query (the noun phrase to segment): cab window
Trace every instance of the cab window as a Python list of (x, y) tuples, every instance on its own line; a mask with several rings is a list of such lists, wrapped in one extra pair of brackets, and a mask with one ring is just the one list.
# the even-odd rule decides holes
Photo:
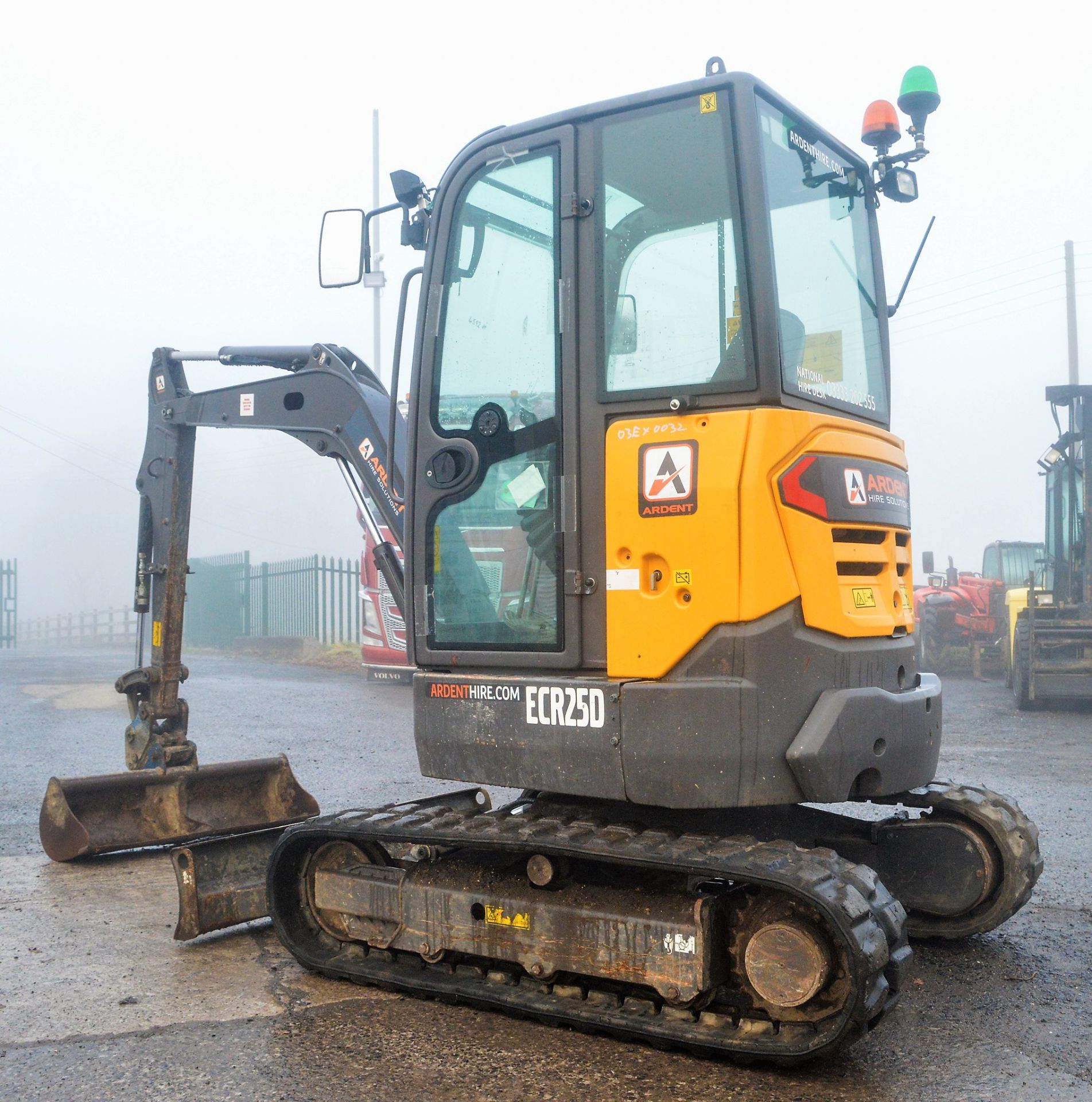
[(886, 423), (865, 185), (813, 127), (758, 99), (786, 393)]
[(607, 391), (754, 386), (727, 94), (713, 105), (690, 96), (599, 125)]

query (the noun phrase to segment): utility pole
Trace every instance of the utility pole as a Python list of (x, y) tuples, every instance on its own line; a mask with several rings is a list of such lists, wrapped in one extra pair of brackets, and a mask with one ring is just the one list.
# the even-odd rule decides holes
[(1080, 381), (1077, 364), (1077, 270), (1073, 263), (1073, 242), (1066, 242), (1066, 331), (1069, 336), (1069, 383)]
[[(371, 111), (371, 208), (372, 210), (378, 207), (379, 204), (379, 109), (374, 108)], [(372, 332), (372, 364), (371, 369), (376, 375), (381, 376), (381, 364), (382, 364), (382, 342), (380, 339), (380, 320), (379, 320), (379, 296), (382, 294), (383, 283), (386, 282), (386, 277), (382, 274), (382, 252), (379, 250), (379, 219), (376, 218), (371, 224), (372, 244), (371, 251), (372, 256), (376, 258), (376, 264), (379, 274), (379, 279), (372, 285), (371, 289), (371, 332)], [(1070, 248), (1072, 242), (1070, 242)], [(1075, 322), (1073, 323), (1075, 324)], [(1075, 337), (1073, 338), (1075, 341)], [(1075, 347), (1075, 346), (1074, 346)], [(1073, 358), (1077, 355), (1075, 352), (1070, 353), (1071, 365), (1075, 363)], [(1070, 372), (1072, 374), (1073, 367), (1070, 367)]]

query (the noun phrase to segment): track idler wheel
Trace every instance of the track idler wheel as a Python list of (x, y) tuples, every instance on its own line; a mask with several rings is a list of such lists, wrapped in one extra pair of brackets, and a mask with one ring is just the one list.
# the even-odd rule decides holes
[(749, 889), (733, 919), (734, 981), (774, 1020), (819, 1022), (848, 996), (845, 962), (799, 901)]
[(996, 929), (1031, 898), (1042, 873), (1039, 831), (1015, 800), (972, 785), (934, 781), (902, 793), (907, 807), (928, 808), (938, 820), (951, 822), (984, 854), (986, 883), (977, 903), (959, 915), (931, 915), (909, 909), (911, 938), (966, 938)]

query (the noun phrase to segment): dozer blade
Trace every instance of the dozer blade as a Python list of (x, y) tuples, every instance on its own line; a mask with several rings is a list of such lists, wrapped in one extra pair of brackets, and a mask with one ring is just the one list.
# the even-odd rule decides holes
[(54, 861), (237, 834), (318, 813), (288, 758), (51, 777), (39, 815)]
[(194, 842), (171, 851), (179, 882), (175, 941), (264, 918), (266, 869), (283, 827)]

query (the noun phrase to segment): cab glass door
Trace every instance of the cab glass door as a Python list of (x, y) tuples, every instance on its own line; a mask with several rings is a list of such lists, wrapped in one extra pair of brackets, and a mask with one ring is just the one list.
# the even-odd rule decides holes
[(465, 450), (426, 471), (454, 480), (428, 522), (430, 649), (564, 646), (560, 238), (556, 147), (484, 164), (457, 201), (431, 423)]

******************************

» **PROBLEM STATEMENT**: Could you format every line of the records above as a Markdown table with the columns "No." and "Line", numbering the rows and skipping blank lines? Leave the pictures out.

» **ANSWER IN FULL**:
| No. | Line |
|---|---|
| 1 | query (the noun phrase to segment): cab window |
| 2 | Trace every instance of the cab window as a Python list of (x, y) tuples, every instance on its own line; a mask with several rings is a list of such lists, wrapped in one extra pair of brackets, and a mask with one ring is just the one list. |
| 3 | # the even-odd rule decides holes |
| 4 | Photo: |
| 5 | [(886, 423), (865, 185), (813, 127), (758, 99), (786, 393)] |
| 6 | [(607, 391), (754, 386), (727, 94), (713, 105), (690, 96), (599, 125)] |
| 7 | query (the noun phrase to segment): utility pole |
| 8 | Trace every instance of the utility pole as a Python list of (x, y) tuples, every instance on its own line; a mask with several rings is a list of such lists, wrapped in one extra pair of brackets, and a mask with one ring is just the one list. |
| 9 | # the even-odd rule decides holes |
| 10 | [(1080, 381), (1077, 364), (1077, 270), (1073, 263), (1073, 242), (1066, 242), (1066, 331), (1069, 336), (1069, 383)] |
| 11 | [[(371, 111), (371, 208), (372, 210), (378, 207), (379, 204), (379, 109), (374, 108)], [(372, 332), (372, 364), (371, 369), (376, 375), (381, 376), (381, 364), (382, 364), (382, 342), (380, 339), (380, 320), (379, 320), (379, 296), (382, 294), (383, 283), (386, 282), (386, 277), (382, 274), (382, 252), (379, 250), (379, 219), (376, 218), (371, 224), (372, 244), (371, 251), (372, 256), (376, 258), (376, 264), (379, 274), (379, 279), (372, 285), (371, 289), (371, 332)], [(1070, 248), (1072, 242), (1070, 242)], [(1075, 322), (1073, 323), (1075, 324)], [(1075, 337), (1073, 338), (1075, 341)], [(1075, 347), (1075, 346), (1074, 346)], [(1073, 358), (1077, 355), (1075, 352), (1070, 353), (1071, 365), (1075, 363)], [(1070, 372), (1072, 374), (1073, 367), (1070, 367)]] |
| 12 | query (the noun phrase to segment): track idler wheel |
| 13 | Trace every instance of the track idler wheel as a Python list of (x, y) tuples, every instance on its own line; a mask with several rings is a list of such lists, wrapped in one extra pair of brackets, and a mask with one ring is just the one list. |
| 14 | # the even-odd rule decides holes |
| 15 | [(749, 889), (733, 919), (734, 981), (774, 1020), (819, 1022), (848, 996), (845, 962), (799, 901)] |
| 16 | [(996, 929), (1031, 898), (1042, 873), (1039, 831), (1015, 800), (972, 785), (934, 781), (902, 793), (907, 807), (928, 808), (938, 820), (951, 822), (984, 854), (986, 883), (977, 903), (959, 915), (931, 915), (909, 909), (911, 938), (966, 938)] |
| 17 | query (the noun phrase to segment): dozer blade |
| 18 | Trace every instance of the dozer blade as a Python list of (x, y) tuples, every instance on its own line; a mask with several rings is a list of such lists, wrapped in one extra pair of brackets, and a mask with one ring is just the one list. |
| 19 | # the even-odd rule decides holes |
| 20 | [(54, 861), (237, 834), (318, 813), (288, 758), (51, 777), (39, 815)] |
| 21 | [(194, 842), (171, 851), (179, 882), (175, 941), (264, 918), (266, 869), (283, 827)] |
| 22 | query (the noun phrase to segment): cab glass door |
| 23 | Trace every instance of the cab glass door as a Python list of (x, y) tuples, every instance on its own line; a mask with several rings is a list of such lists, wrapped in one extra pair of brackets, and a mask with one ring is just the one list. |
| 24 | # the even-odd rule decides holes |
| 25 | [(465, 450), (426, 471), (454, 480), (428, 522), (430, 649), (564, 646), (560, 238), (556, 147), (484, 164), (457, 201), (431, 423)] |